[[ SOURCE PASSAGE, beginning ]]

Senior Platform AI Engineers

About Us:

CLOUDSUFI, a Google Cloud Premier Partner, is a global leading provider of data-driven digital transformation across cloud-based enterprises. With a global presence and focus on Software & Platforms, Life sciences and Healthcare, Retail, CPG, financial services and supply chain, CLOUDSUFI is positioned to meet customers where they are in their data monetization journey.

Our Values

We are a passionate and empathetic team that prioritizes human values. Our purpose is to elevate the quality of lives for our family, customers, partners and the community.

Equal Opportunity Statement

CLOUDSUFI is an equal opportunity employer. We celebrate diversity and are committed to creating an inclusive environment for all employees. All qualified candidates receive consideration for employment without regard to race, colour, religion, gender, gender identity or expression, sexual orientation and national origin status. We provide equal opportunities in employment, advancement, and all other areas of our workplace. Please explore more at https://www.cloudsufi.com/

Role Requirement:

Candidate needs to have experience building a unified AI platform as a key enabler for the engineering teams.

[[ SOURCE PASSAGE, end ]]
[[ DATA EXCERPT, beginning ]]

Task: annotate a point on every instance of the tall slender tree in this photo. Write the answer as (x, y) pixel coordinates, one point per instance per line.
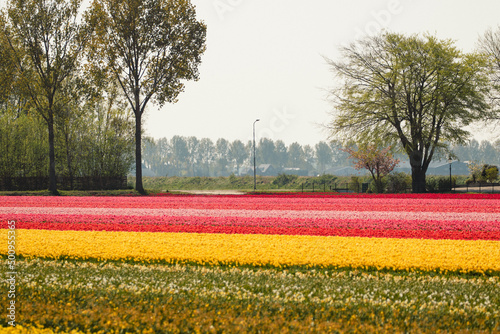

[[ DATA EXCERPT, end ]]

Render this sentence from the job posting into Spanish: "Our purpose is to elevate the quality of lives for our family, customers, partners and the community." The lines play no part in this exercise.

**SOLUTION FOR THIS PROBLEM**: Nuestro propósito es elevar la calidad de vida de nuestra familia, nuestros clientes, nuestros socios y la comunidad.